● Text block
So I have a lot of sympathy for Walky here.
I can literally be staring at somebody, trying to listen to what they’re saying because I know it’s important, and my brain will start thinking about a video game I was playing last night, or a TV show I watched a week ago, or a hot girl I saw a few minutes ago.
It’s not a matter of willpower. I literally cannot stop it.
Most adults with ADD end up depressed and self-medicating with drugs and alcohol. They have trouble holding down jobs and forming relationships. They can’t understand why others can focus so easily and spend a lot of time wondering what’s wrong with themselves.
People tell us to just pay attention, but we CAN’T. There’s literally something wrong with our ability to control our own brain.
And the infuriating thing is that it’s not a matter of being unable to pay attention to -anything- — it’s that I can’t CHOOSE. I’ll pay attention to something I don’t want or need to pay attention to for hours, and be unable to focus on things I desperately want or need to think about at all.

● Given entries
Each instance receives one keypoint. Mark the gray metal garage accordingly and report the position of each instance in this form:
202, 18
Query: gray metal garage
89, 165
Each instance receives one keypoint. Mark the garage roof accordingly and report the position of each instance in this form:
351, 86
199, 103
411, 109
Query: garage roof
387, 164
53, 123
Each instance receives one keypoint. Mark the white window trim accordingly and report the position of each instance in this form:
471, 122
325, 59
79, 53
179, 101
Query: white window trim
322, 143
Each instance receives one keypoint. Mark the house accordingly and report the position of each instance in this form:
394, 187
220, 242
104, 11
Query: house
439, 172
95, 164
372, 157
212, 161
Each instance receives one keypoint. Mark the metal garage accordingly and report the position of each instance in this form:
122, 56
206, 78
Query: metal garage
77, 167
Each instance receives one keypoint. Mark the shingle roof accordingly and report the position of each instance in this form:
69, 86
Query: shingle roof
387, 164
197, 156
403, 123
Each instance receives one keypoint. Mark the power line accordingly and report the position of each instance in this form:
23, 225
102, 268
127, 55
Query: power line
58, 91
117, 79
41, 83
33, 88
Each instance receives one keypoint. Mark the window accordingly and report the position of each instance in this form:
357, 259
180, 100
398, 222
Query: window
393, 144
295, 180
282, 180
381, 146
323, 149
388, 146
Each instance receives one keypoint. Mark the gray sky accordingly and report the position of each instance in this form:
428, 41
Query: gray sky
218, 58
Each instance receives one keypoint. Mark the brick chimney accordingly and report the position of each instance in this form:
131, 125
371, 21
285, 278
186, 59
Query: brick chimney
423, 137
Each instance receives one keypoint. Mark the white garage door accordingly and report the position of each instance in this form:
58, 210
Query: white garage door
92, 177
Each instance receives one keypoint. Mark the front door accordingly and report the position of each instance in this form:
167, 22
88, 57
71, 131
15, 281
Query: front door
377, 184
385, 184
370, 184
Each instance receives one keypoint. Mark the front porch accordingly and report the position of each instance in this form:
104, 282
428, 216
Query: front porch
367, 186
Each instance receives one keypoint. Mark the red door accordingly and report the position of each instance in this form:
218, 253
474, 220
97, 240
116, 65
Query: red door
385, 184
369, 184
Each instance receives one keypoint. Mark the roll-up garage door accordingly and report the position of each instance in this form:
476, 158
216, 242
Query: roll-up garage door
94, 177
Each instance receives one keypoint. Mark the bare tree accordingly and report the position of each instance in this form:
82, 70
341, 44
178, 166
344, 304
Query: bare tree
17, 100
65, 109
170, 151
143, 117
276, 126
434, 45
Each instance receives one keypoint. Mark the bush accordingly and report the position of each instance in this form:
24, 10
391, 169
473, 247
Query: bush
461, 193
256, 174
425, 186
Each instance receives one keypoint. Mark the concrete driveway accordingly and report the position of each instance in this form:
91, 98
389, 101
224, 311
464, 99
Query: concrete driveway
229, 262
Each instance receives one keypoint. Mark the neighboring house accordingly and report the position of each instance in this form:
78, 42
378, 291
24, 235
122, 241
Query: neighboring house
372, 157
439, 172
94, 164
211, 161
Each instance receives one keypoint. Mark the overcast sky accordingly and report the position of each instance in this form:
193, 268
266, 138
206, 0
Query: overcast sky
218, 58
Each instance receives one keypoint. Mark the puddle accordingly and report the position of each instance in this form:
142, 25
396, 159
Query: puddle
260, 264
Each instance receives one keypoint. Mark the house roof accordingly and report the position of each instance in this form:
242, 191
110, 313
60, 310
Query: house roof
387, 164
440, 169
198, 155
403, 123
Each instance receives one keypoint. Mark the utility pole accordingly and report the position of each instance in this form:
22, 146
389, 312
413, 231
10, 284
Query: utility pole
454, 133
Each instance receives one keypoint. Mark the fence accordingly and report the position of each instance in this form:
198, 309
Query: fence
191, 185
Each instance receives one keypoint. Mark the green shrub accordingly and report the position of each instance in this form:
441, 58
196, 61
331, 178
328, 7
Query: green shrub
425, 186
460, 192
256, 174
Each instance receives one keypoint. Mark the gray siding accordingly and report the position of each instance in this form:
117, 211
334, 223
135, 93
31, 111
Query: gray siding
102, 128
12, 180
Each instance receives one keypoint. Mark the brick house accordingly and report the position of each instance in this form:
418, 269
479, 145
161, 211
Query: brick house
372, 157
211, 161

● Questions
• A. According to the passage on ADD, what do most adults with ADD end up doing?
• B. Write the next few sentences of the passage on ADD, following on from its last sentence.
The rows have no connection to the passage on ADD.

● Answers for the exercise
• A. They end up depressed and self-medicating with drugs and alcohol.

• B.
But when I’m on my meds… it’s like I have superpowers. It’s astonishing. I can hear an entire lecture, even if it’s boring or if I already know what they’re talking about. I can solve puzzles that require thinking several steps ahead. (I’ve measured my ability to solve Sudoku puzzles on and off my meds, and with meds it’s literally 5 times faster). I can remember instructions at work and not get distracted (or get back on track after being distracted).
I can suddenly function like most other human beings. And that’s when I realize it’s not a matter of willpower. There’s something not right in my brain. NO amount of strategies or training or discipline or practice is going to fix it, any more than those things will fix a broken leg or blindness.
I saw a post online once that said “If you can’t make your own neurotransmitters, it’s ok to use store-bought.”
If Walky is really unable to focus — when he REALLY wants to and there are direct consequences he’s worried about for not focusing — then he needs to get help. It’s a fixable problem.
Not now, teach…I’m staring at the props….
And I thought the endless privilege debate on Questionable Content ‘s board was tiresome. For what it’s worth my sympathies lie with Jason.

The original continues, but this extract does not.